Mountain National Bank v. Brackett (In Re Brackett)

243 B.R. 910 (2000)

In the Matter of Claude Edward BRACKETT, Christiane C. Brackett, Debtors.
Mountain National Bank, Plaintiff,
v.
Claude Edward Brackett, Christiane C. Brackett, Defendants.

Bankruptcy No. 97-14256-WHD. Adversary No. 98-1025.

United States Bankruptcy Court, N.D. Georgia, Newnan Division.

February 8, 2000.

*911 Larry L. Ruff, Kaufman, Chaiken, Miller & Klorfein, Atlanta, GA, for plaintiff.

Willian T. Johnson, Griffin, GA, for debtors/defendants.

ORDER

W. HOMER DRAKE, Jr., Bankruptcy Judge.

Before the Court is Defendants' "Motion to Set Aside Default Judgment" (hereinafter "Motion") and Plaintiff Mountain National Bank's response thereto. This matter falls within the subject matter jurisdiction of the Court, see 28 U.S.C. § 157(b)(2)(I) & (J), and shall be disposed of in accordance with the following reasoning.

BACKGROUND

Claude Edward Brackett and Christiane C. Brackett (hereinafter the "Defendants") filed a voluntary petition under Chapter 7 *912 of the Bankruptcy Code on December 31, 1997. William T. Johnson, Esq. filed the petition on behalf of the Defendants, and he has represented them throughout this proceeding.

On April 24, 1998, Plaintiff timely filed a discharge and a dischargeability complaint against the Defendants.[1] This action appears to stem from a relationship between Plaintiff, as lender, and the Defendants, as personal guarantors of a note, which they executed in their representative capacities as principals of a business known as Cameron Enterprises. Plaintiff alleged in its complaint that the Defendants owe it approximately $83,000, which should be excepted from discharge under § 523(a)(6) of the Code. Moreover, Plaintiff alleged that all of the Debtors' debts should be excepted from discharge pursuant to § 727(a)(2).

Plaintiff's counsel filed a certificate of service on May 7, 1998. According to the certificate of service, counsel served the Defendants and Defendants' counsel with the summons and complaint on April 24, 1998.[2] No answer or other responsive pleading was filed by the Defendants, as required by Bankruptcy Rule 7012. Consequently, in accordance with Bankruptcy Rule 7055 and after receipt of an affidavit from Plaintiff's counsel that service of the summons and complaint was accomplished, the Clerk of the Court entered a default against the Defendants on July 17, 1998. Shortly thereafter, on July 27, 1998, Plaintiff filed a motion for a default judgment.[3] A judgment by default was entered against the Defendants on September 1, 1998. The consequences of the Defendants' failure to respond to the lawsuit are severe. First, Plaintiff's debt was declared nondischargeable. Second, the Defendants' discharge was denied under § 727.

On November 22, 1999, the Defendants filed the instant Motion, wherein they allege that Plaintiff did not serve them with the summons and complaint. (Motion at ¶¶ 1 and 2). Further, the Defendants allege that their issues with Plaintiff were resolved by the execution of a reaffirmation agreement in July 1998.[4] In response to the Motion, Plaintiff contends that the parties agreed last summer that the default judgment "would not be disturbed." (Plaintiff's Response to Motion to Set Aside at ¶ 8).

**Recorded information:**

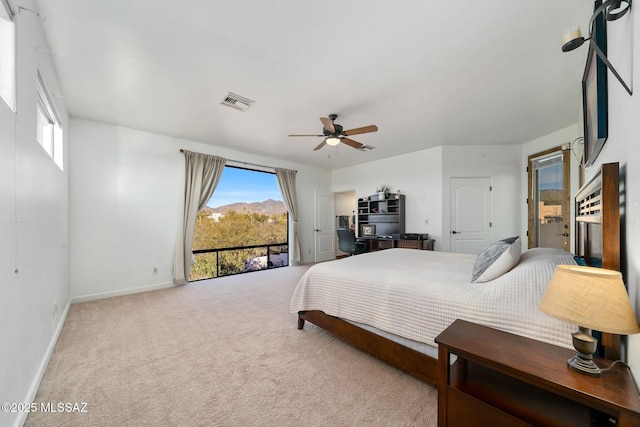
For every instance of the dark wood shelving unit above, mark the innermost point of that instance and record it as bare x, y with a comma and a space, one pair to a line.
386, 214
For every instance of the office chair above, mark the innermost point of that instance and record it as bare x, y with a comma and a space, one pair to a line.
347, 242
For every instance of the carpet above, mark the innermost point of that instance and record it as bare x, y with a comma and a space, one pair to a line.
220, 352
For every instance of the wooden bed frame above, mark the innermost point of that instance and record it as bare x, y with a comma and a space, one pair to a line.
597, 202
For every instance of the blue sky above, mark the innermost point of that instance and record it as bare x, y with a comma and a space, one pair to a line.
242, 185
550, 177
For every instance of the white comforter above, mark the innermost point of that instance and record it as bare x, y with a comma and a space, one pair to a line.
417, 294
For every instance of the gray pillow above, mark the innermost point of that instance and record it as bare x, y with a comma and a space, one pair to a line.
496, 259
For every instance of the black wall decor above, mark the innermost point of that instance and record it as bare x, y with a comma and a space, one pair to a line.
594, 93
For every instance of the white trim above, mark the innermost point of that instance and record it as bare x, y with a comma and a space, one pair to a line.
5, 10
35, 384
128, 291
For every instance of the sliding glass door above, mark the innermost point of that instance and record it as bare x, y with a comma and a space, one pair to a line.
549, 199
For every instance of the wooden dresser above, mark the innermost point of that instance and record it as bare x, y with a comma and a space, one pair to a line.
501, 379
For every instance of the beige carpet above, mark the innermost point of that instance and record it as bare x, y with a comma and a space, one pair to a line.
221, 352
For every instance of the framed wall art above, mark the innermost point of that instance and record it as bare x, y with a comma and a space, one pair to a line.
594, 94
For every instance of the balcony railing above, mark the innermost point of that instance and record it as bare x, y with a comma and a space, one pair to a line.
218, 262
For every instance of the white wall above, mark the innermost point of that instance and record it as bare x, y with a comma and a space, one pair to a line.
424, 176
34, 258
127, 187
345, 204
417, 175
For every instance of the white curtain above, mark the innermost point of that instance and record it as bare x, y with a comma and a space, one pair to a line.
287, 184
202, 174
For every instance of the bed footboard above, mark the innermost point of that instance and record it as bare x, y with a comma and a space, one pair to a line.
413, 362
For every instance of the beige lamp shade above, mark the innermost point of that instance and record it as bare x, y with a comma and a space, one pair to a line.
590, 297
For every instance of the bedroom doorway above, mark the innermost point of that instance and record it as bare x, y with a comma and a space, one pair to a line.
470, 214
548, 200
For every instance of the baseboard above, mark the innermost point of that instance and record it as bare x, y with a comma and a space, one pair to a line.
128, 291
35, 384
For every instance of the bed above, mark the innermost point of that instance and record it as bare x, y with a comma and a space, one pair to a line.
393, 303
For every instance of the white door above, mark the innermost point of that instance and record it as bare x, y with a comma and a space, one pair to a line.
470, 214
324, 229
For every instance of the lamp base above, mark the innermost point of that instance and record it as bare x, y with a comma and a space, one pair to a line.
584, 364
585, 345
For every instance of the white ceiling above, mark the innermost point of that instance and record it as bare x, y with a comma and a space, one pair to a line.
427, 73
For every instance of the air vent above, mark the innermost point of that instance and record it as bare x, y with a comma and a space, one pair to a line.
236, 101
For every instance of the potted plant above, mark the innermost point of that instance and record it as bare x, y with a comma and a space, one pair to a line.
383, 191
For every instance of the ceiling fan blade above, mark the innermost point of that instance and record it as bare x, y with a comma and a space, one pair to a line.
364, 129
322, 144
351, 143
328, 124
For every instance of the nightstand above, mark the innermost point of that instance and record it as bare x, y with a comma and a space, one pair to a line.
501, 379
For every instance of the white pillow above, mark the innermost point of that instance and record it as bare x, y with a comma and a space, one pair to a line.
496, 259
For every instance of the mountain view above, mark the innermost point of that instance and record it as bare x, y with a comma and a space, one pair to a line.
257, 232
267, 207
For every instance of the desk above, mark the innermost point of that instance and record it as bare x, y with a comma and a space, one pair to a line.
379, 243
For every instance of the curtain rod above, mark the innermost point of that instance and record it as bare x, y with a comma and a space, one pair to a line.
245, 163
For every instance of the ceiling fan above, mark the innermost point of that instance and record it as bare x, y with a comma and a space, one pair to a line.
334, 134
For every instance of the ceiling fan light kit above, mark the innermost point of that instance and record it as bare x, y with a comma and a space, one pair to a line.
335, 134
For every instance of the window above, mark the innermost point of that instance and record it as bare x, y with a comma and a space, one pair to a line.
549, 209
243, 227
7, 56
49, 132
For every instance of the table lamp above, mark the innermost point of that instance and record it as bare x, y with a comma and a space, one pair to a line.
591, 298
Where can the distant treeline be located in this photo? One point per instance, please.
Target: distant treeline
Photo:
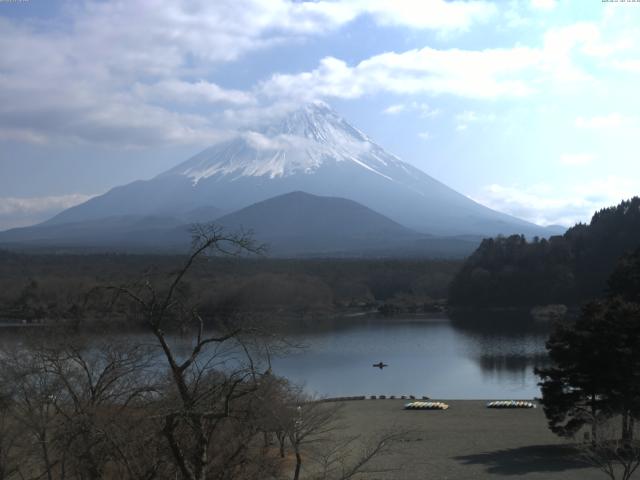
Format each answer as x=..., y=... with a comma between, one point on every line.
x=566, y=269
x=50, y=287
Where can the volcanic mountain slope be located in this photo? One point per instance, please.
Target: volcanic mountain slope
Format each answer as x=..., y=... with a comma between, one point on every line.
x=312, y=150
x=299, y=223
x=295, y=224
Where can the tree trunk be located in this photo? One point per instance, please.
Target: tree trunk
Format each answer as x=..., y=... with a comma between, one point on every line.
x=296, y=474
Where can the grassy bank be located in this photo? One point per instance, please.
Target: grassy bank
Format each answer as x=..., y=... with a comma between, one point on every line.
x=468, y=441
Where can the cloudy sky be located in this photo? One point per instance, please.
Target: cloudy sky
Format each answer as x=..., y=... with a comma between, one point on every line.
x=528, y=106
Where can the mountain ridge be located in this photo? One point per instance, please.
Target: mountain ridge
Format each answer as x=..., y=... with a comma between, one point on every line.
x=313, y=150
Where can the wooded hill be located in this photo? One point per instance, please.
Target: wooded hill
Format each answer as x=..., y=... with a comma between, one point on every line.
x=511, y=271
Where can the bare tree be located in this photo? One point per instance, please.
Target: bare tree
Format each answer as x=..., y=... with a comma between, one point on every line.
x=204, y=385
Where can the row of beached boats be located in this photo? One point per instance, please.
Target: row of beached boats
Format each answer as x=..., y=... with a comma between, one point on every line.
x=426, y=406
x=495, y=404
x=511, y=404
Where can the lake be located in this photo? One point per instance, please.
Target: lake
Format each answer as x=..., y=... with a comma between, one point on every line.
x=436, y=357
x=474, y=356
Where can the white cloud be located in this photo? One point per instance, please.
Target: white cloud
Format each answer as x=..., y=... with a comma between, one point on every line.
x=483, y=74
x=466, y=118
x=424, y=110
x=491, y=73
x=576, y=159
x=201, y=91
x=562, y=205
x=543, y=4
x=439, y=15
x=395, y=109
x=20, y=212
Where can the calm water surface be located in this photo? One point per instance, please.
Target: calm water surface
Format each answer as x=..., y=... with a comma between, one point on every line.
x=434, y=357
x=464, y=358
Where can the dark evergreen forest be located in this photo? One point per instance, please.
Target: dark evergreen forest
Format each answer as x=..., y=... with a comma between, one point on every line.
x=569, y=269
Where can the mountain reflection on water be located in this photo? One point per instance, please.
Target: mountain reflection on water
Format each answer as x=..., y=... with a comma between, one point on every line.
x=471, y=355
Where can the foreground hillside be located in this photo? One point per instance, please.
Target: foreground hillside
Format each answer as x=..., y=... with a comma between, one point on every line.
x=467, y=441
x=563, y=269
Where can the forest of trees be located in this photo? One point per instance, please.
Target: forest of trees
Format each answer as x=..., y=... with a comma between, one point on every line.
x=55, y=287
x=512, y=271
x=150, y=407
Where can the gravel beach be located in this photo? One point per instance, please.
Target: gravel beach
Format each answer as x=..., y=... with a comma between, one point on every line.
x=467, y=441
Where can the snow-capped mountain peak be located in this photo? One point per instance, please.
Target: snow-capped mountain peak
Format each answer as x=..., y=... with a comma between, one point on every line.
x=303, y=141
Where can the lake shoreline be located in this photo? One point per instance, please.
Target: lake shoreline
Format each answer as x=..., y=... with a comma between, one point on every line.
x=467, y=441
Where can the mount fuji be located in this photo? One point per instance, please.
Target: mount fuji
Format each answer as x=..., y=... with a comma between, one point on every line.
x=311, y=150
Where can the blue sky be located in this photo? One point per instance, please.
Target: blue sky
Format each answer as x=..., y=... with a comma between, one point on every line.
x=528, y=106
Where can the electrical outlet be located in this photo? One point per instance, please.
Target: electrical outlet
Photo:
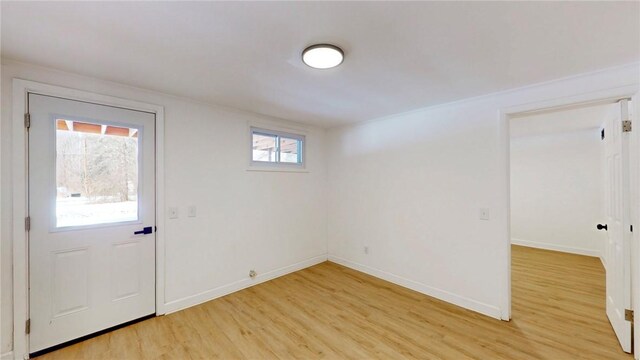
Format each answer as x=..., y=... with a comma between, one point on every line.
x=173, y=212
x=191, y=212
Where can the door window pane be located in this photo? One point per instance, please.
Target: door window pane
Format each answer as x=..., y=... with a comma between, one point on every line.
x=96, y=173
x=264, y=147
x=290, y=150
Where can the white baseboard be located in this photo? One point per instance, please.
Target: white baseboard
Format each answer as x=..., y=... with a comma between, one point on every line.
x=175, y=305
x=467, y=303
x=561, y=248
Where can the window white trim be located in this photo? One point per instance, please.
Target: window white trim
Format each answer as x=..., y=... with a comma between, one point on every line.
x=277, y=165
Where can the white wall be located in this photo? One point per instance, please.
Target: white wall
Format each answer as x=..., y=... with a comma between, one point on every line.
x=410, y=187
x=272, y=222
x=557, y=191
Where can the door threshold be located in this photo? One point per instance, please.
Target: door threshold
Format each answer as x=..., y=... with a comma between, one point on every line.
x=87, y=337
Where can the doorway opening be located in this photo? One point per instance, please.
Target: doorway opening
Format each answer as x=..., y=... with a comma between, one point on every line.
x=569, y=175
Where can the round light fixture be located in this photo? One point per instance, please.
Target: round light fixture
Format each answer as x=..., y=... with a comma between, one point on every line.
x=322, y=56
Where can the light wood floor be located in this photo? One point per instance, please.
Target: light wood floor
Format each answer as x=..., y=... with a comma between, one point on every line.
x=332, y=312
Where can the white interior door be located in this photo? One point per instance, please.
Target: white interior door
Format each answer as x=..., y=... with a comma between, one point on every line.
x=617, y=250
x=91, y=188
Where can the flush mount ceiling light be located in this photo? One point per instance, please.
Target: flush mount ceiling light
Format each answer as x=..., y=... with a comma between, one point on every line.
x=322, y=56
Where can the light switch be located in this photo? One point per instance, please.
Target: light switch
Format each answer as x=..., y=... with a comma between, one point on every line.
x=173, y=213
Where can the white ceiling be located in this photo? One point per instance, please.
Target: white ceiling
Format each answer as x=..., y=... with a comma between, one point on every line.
x=399, y=56
x=561, y=121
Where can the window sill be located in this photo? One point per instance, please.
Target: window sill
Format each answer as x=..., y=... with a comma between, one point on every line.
x=276, y=169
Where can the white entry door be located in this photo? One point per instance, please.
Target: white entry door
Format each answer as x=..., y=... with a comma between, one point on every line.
x=92, y=216
x=618, y=249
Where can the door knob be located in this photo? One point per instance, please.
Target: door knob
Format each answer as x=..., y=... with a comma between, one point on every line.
x=145, y=231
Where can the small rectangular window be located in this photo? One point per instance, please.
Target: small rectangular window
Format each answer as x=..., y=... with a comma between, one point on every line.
x=276, y=148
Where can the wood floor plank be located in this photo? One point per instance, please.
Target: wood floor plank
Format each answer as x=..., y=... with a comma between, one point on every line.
x=332, y=312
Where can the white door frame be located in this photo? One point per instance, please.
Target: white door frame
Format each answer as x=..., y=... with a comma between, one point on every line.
x=505, y=114
x=20, y=200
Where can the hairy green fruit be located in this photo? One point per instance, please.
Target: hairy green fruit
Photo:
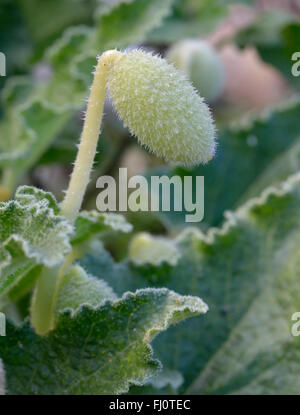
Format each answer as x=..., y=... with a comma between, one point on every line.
x=2, y=379
x=147, y=249
x=161, y=108
x=201, y=64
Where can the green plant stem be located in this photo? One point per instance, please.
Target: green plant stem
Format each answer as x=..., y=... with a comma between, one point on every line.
x=47, y=288
x=88, y=143
x=8, y=183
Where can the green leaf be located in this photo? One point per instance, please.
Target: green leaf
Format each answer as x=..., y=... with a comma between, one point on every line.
x=146, y=249
x=91, y=223
x=247, y=270
x=189, y=19
x=66, y=13
x=128, y=21
x=34, y=122
x=276, y=37
x=94, y=351
x=78, y=288
x=31, y=232
x=2, y=379
x=165, y=383
x=246, y=149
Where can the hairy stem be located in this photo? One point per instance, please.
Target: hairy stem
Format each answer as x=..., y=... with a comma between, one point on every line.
x=89, y=138
x=8, y=184
x=47, y=288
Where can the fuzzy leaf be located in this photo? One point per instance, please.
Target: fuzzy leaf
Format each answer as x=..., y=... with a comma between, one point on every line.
x=276, y=37
x=245, y=150
x=128, y=21
x=30, y=125
x=31, y=232
x=189, y=19
x=2, y=379
x=248, y=273
x=94, y=351
x=78, y=288
x=91, y=223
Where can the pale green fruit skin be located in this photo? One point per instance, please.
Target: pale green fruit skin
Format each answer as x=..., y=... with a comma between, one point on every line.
x=201, y=64
x=162, y=108
x=147, y=249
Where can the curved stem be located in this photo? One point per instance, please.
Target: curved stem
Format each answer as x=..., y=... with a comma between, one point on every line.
x=88, y=143
x=8, y=183
x=46, y=290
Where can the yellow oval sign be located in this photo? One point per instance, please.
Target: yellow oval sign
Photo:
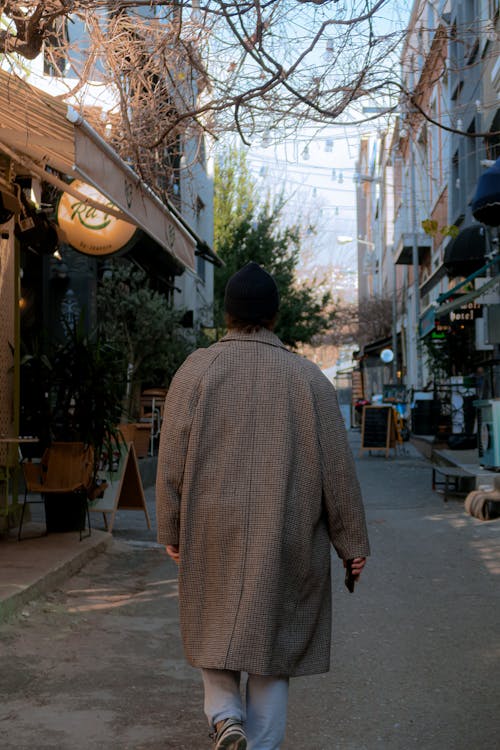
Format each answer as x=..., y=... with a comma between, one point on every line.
x=88, y=230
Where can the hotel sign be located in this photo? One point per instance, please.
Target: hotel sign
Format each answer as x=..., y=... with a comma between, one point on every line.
x=89, y=230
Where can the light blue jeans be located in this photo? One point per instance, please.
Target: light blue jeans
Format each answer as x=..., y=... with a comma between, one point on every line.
x=266, y=705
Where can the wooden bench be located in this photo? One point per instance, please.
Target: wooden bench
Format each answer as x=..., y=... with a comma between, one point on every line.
x=452, y=475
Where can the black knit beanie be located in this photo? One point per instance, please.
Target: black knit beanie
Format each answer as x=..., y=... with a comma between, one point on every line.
x=252, y=294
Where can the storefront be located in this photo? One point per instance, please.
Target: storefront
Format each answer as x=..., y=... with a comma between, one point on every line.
x=46, y=148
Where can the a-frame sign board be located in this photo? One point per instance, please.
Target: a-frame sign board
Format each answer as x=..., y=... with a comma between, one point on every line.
x=378, y=432
x=124, y=490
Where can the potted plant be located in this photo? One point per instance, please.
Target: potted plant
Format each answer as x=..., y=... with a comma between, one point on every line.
x=81, y=402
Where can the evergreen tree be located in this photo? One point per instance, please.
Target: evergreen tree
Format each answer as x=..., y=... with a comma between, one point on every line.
x=245, y=230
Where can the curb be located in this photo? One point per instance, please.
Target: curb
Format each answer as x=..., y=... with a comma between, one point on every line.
x=50, y=579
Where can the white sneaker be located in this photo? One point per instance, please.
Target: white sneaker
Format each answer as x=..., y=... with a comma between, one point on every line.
x=230, y=735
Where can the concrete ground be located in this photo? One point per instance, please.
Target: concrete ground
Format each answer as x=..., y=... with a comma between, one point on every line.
x=97, y=662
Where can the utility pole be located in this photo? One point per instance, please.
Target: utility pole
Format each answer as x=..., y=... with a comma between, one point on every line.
x=416, y=266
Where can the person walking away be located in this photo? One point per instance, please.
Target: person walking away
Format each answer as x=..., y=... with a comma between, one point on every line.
x=255, y=480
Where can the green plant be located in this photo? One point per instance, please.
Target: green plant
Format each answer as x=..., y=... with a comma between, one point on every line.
x=144, y=327
x=75, y=389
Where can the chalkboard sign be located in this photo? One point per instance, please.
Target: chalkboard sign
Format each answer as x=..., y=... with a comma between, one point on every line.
x=377, y=429
x=124, y=490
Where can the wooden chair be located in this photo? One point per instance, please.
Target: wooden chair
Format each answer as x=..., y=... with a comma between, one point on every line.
x=65, y=468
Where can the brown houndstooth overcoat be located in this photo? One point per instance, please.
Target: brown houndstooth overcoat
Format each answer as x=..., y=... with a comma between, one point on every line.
x=255, y=478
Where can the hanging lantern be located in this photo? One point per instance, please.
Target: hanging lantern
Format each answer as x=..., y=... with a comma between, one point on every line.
x=486, y=201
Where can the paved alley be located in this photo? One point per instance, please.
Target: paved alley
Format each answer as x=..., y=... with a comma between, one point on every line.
x=416, y=657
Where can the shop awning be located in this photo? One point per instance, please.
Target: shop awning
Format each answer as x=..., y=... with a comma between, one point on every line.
x=42, y=133
x=464, y=299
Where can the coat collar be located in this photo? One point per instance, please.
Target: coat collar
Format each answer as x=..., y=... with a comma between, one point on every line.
x=262, y=336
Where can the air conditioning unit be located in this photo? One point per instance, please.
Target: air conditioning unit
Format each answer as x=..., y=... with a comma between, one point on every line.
x=489, y=433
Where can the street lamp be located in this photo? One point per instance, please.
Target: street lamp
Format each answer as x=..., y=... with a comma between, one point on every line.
x=344, y=240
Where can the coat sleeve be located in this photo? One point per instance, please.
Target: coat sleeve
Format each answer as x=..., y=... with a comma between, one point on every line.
x=341, y=491
x=178, y=413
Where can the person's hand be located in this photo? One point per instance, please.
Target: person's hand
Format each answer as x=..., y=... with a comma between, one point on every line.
x=357, y=566
x=173, y=552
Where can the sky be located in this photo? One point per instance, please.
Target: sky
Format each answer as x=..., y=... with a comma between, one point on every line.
x=315, y=170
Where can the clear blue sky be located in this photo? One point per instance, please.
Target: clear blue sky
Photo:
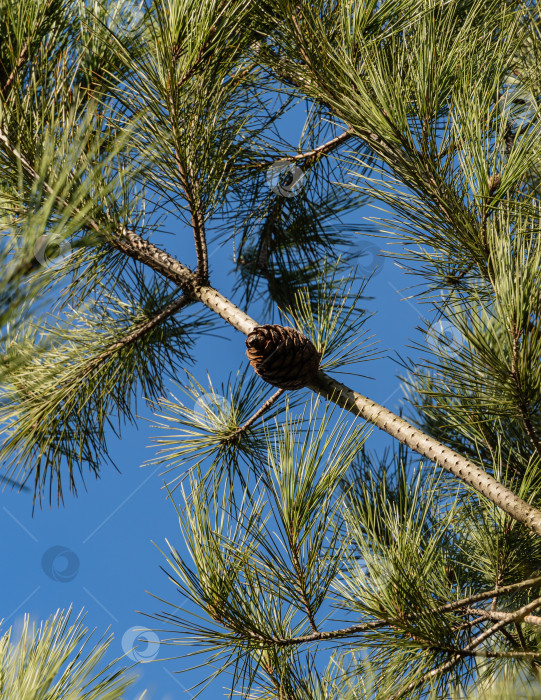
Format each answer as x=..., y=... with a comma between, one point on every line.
x=104, y=537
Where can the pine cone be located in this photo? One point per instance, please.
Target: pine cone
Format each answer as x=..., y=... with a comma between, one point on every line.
x=282, y=356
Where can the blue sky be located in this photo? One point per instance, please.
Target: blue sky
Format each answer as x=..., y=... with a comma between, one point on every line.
x=100, y=550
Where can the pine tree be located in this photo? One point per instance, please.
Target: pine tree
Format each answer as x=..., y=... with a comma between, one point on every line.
x=315, y=569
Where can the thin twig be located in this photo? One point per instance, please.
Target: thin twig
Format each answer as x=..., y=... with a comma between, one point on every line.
x=22, y=57
x=260, y=411
x=309, y=156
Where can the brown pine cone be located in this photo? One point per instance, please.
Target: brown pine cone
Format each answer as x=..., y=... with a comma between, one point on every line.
x=282, y=356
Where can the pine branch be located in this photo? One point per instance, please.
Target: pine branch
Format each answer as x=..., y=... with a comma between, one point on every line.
x=500, y=615
x=149, y=254
x=518, y=615
x=397, y=621
x=427, y=446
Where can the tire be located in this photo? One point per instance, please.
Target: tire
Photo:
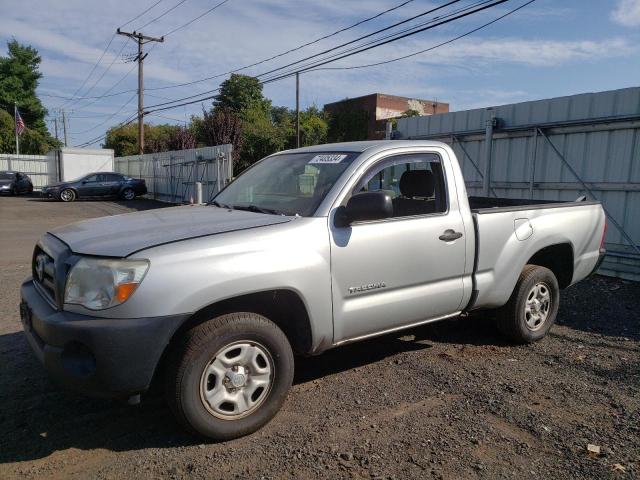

**Requirement 1:**
List every event in the Brackett court order that the text assigns a full date (month, day and year) in 1998. Give each event with its date.
**Requirement 2:**
Answer these questions from the Brackett court order:
(a) Under which chapter of the Bankruptcy Code did the Defendants file their voluntary petition?
(b) About how much did Plaintiff allege in its complaint that the Defendants owe it?
(c) On what date did the Defendants file the "Motion to Set Aside Default Judgment"?
**Requirement 3:**
Resume the Brackett court order right after its last sentence, which ends "would not be disturbed." (Plaintiff's Response to Motion to Set Aside at ¶ 8).

**Exercise response 1:**
- April 24, 1998: Plaintiff filed the discharge and dischargeability complaint against the Defendants.
- April 24, 1998: Plaintiff's counsel served the Defendants and Defendants' counsel with the summons and complaint, according to the certificate of service.
- May 7, 1998: Plaintiff's counsel filed the certificate of service.
- July 17, 1998: The Clerk of the Court entered a default against the Defendants.
- July 27, 1998: Plaintiff filed a motion for a default judgment.
- September 1, 1998: A judgment by default was entered against the Defendants.

**Exercise response 2:**
(a) Chapter 7.
(b) About $83,000.
(c) November 22, 1999.

**Exercise response 3:**
DISCUSSION

Rule 55 of the Federal Rules of Civil Procedure, made applicable to this proceeding by Bankruptcy Rule 7055, governs default judgments. According to Rule 55(c), a court may vacate or set aside a *913 default judgment as long as the moving party complies with Rule 60(b).[5] Rule 60(b), entitled "Relief from Judgment or Order," provides in pertinent part:

On motion and upon such terms as are just, the court may relieve a party or a party's legal representative from a final judgment, order, or proceeding for the following reasons: (1) mistake, inadvertence, surprise, or excusable neglect; (2) newly discovered evidence which by due diligence could not have been discovered in time to move for a new trial under Rule 59(b); (3) fraud (whether heretofore denominated intrinsic or extrinsic), misrepresentation, or other misconduct of an adverse party; (4) the judgment is void; (5) the judgment has been satisfied, released, or discharged, or a prior judgment upon which it is based has been reversed or otherwise vacated, or it is no longer equitable that the judgment should have prospective application; or (6) any other reason justifying relief from the operation of the judgment. The motion shall be made within a reasonable time, and for reasons (1), (2), and (3) not more than one year after the judgment, order, or proceeding was entered or taken. A motion under this subdivision (b) does not affect the finality of a judgment or suspend its operation. This rule does not limit the power of a court to entertain an independent action to relieve a party from a judgment, order, or proceeding, or to grant relief to a defendant not actually personally notified as provided in Title 28, U.S.C., § 1655, or to set aside a judgment for fraud upon the court.

FED.R.CIV.P. 60(b). Subsections (1), (2), and (3) of Rule 60(b) are not applicable since the Defendants' Motion was filed more than one year after entry of the default judgment. Because the Defendants make no reference in their Motion to either Rule 55(c) or Rule 60(b), it is up to the Court to determine whether subsections (4), (5), or (6) are germane to this case. See Combs v. Nick Garin Trucking, 825 F.2d 437, 441 n. 31 (D.C.Cir.1987) (when defaulting party fails to identify which part of Rule 60(b) applies, courts usually decide which provisions are pertinent to the dispute); see also V.T.A., Inc. v. Airco, Inc., 597 F.2d 220, 224 (10th Cir.1979).

I. Rule 60(b)(4)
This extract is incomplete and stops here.